SOURCE PASSAGE:
272 F2d 416 Parr v. United States

272 F.2d 416

David Allen PARR, Appellant,
v.
UNITED STATES of America, Appellee.

No. 16319.

United States Court of Appeals Ninth Circuit.

October 29, 1959.

J. B. Tietz, Los Angeles, Cal., for appellant.

Lynn J. Gillard, U. S. Atty., Donald B. Constine, John Kaplan, Asst. U. S. Attys., San Francisco, Cal., for appellee.

Before CHAMBERS, POPE and HAMLIN, Circuit Judges.

POPE, Circuit Judge.

Appellant, who was a registrant subject to the provisions of the Universal Military Training & Service Act, 50 U.S. C.A.Appendix, 462(a) was indicted and convicted for violation of that act in that he knowingly refused to submit himself to induction in the armed forces. The record shows that appellant registered with the Selective Service on May 7, 1951; he was then 18 years of age. He filed the classification questionnaire called for by the regulations on November 13, 1951, claiming to be a minister of religion regularly serving with the Jehovah's Witnesses sect; he also stated that he was conscientiously opposed to participation in war in any form.

EXERCISE TASKS:
[1] In the Parr v. United States opinion, on what date did the appellant register with the Selective Service?
[2] Take the Parr v. United States opinion further, starting after its last sentence.

Coordinate annotation records:
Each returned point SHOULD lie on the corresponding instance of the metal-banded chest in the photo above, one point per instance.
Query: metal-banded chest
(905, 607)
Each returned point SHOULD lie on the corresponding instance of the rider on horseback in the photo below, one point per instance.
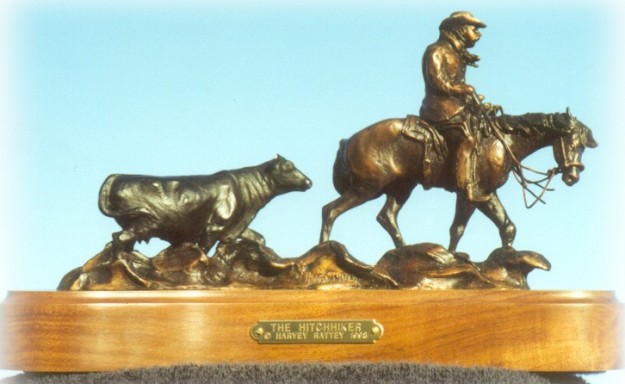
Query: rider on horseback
(450, 103)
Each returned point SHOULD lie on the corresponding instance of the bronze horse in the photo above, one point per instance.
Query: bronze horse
(381, 160)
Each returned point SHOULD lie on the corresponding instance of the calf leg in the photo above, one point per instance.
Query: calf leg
(134, 229)
(495, 211)
(252, 235)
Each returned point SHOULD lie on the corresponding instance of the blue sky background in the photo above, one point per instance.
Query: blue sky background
(133, 87)
(169, 90)
(155, 88)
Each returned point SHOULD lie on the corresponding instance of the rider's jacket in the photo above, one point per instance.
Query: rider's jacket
(444, 70)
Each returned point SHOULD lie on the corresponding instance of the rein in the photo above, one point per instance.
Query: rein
(518, 167)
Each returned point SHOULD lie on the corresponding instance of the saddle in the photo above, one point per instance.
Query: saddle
(417, 129)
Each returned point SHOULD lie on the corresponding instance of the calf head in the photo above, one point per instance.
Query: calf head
(285, 177)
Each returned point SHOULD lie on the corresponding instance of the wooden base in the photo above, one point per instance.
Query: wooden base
(574, 331)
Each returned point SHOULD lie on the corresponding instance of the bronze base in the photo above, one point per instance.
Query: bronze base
(566, 331)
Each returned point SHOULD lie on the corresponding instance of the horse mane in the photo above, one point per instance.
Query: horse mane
(531, 124)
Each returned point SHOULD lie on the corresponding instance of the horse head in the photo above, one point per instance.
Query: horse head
(569, 147)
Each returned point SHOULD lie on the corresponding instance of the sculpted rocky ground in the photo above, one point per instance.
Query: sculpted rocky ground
(245, 264)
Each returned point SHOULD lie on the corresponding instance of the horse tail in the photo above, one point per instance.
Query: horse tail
(342, 175)
(104, 202)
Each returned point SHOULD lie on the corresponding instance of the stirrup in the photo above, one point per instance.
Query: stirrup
(472, 197)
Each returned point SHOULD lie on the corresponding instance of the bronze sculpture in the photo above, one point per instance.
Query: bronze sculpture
(458, 143)
(473, 157)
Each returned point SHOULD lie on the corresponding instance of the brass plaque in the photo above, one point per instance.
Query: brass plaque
(317, 331)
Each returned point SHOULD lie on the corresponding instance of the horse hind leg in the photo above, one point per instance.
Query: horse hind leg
(335, 208)
(495, 211)
(464, 211)
(388, 218)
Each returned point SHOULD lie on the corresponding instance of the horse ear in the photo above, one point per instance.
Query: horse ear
(590, 140)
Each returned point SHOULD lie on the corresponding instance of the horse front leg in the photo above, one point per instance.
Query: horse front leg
(494, 210)
(332, 210)
(388, 216)
(464, 210)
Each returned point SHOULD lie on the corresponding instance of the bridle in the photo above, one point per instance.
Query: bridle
(518, 167)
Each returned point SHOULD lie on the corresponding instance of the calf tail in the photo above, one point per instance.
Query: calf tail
(342, 175)
(104, 201)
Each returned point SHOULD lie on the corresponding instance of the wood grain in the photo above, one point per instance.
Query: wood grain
(570, 331)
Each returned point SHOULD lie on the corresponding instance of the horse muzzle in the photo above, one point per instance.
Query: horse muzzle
(571, 175)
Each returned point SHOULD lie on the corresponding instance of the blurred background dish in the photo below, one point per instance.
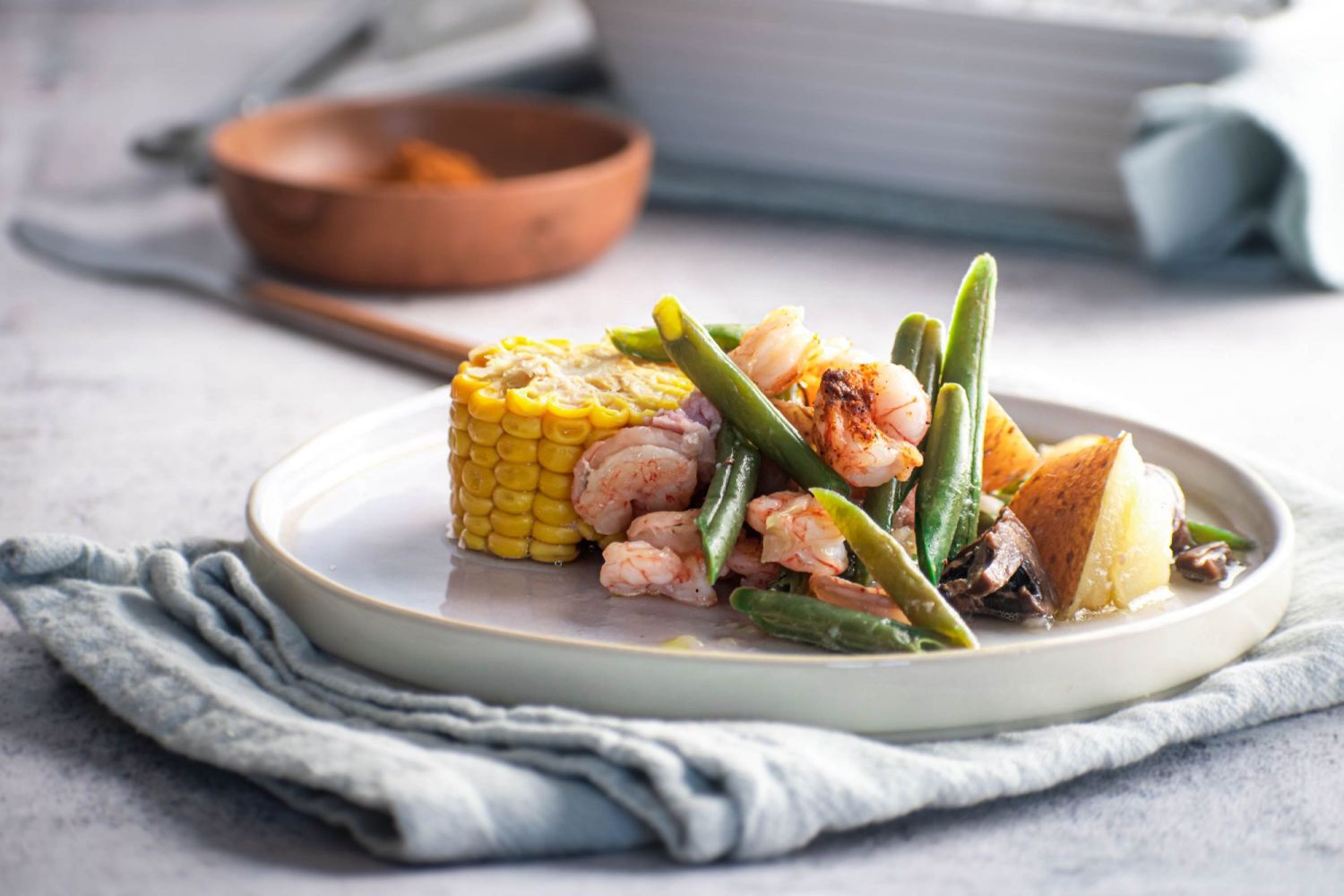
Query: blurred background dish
(1008, 104)
(314, 188)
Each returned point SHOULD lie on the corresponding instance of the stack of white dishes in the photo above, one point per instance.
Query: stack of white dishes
(1019, 104)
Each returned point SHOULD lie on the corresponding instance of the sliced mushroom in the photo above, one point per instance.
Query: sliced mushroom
(1204, 562)
(1000, 573)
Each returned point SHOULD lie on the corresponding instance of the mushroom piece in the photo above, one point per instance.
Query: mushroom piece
(1204, 563)
(1000, 573)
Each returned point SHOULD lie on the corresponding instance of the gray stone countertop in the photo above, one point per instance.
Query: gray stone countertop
(134, 414)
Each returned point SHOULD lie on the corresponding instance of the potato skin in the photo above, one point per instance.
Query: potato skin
(1010, 457)
(1059, 505)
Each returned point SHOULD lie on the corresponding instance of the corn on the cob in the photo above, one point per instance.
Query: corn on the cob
(521, 414)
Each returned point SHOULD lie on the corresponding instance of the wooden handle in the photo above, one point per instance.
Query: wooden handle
(349, 324)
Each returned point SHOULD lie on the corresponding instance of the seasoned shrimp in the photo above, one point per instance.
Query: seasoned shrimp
(851, 595)
(640, 469)
(832, 354)
(797, 532)
(868, 421)
(797, 414)
(631, 568)
(746, 562)
(774, 351)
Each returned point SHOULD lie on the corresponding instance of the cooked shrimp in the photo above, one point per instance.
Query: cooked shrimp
(868, 421)
(851, 595)
(671, 530)
(797, 414)
(745, 559)
(832, 354)
(640, 469)
(695, 435)
(797, 532)
(701, 410)
(631, 568)
(675, 530)
(774, 351)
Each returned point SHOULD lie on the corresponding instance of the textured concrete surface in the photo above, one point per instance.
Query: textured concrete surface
(129, 414)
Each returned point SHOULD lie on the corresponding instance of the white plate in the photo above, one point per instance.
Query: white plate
(347, 533)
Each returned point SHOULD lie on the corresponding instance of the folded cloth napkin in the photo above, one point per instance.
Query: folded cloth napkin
(1257, 158)
(179, 641)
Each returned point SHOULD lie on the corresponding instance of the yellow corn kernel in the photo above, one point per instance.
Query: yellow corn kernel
(556, 485)
(516, 449)
(556, 533)
(484, 454)
(521, 427)
(513, 501)
(521, 414)
(554, 511)
(610, 418)
(558, 458)
(523, 406)
(459, 444)
(515, 525)
(569, 411)
(564, 432)
(478, 479)
(473, 503)
(476, 524)
(486, 405)
(464, 384)
(543, 552)
(484, 432)
(505, 547)
(521, 477)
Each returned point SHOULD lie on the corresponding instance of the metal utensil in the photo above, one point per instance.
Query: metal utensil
(316, 314)
(322, 51)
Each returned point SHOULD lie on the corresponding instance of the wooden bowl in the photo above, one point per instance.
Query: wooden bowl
(306, 187)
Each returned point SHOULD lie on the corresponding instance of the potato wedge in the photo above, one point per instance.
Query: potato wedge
(1072, 444)
(1010, 457)
(1101, 522)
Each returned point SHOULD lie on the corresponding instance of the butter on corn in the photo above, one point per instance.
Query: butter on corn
(521, 414)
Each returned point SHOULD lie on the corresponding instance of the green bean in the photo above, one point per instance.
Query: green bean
(809, 621)
(726, 503)
(738, 400)
(905, 349)
(1206, 532)
(945, 477)
(645, 343)
(892, 568)
(927, 367)
(965, 365)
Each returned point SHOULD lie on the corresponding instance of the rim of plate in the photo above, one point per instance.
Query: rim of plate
(362, 424)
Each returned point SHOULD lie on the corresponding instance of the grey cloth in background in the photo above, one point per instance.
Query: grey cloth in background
(1258, 155)
(177, 640)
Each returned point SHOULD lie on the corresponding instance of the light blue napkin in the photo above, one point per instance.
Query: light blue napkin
(1260, 155)
(177, 640)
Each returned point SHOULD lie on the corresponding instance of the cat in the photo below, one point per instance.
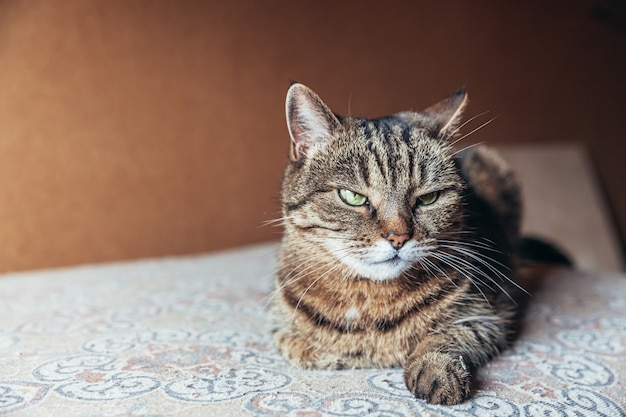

EXPECTED RESPONSES:
[1] May 7, 1951.

[2]
Parr was first classified IV-D (minister) by the local board. Later the board received information from the appellant which caused it to procure a further questionnaire from him and this was received on March 29, 1954. The information there given suggested some doubt as to a continuing ministerial status and the board then sent him its Form 150 which was specially prepared for answers by conscientious objectors. After the completed Form 150 had been received the board reviewed his file and classified him in Class 1-A, (available for full military service). He took an appeal to the appropriate appeal board which referred his file to the Department of Justice for the usual inquiry and hearing by a hearing officer.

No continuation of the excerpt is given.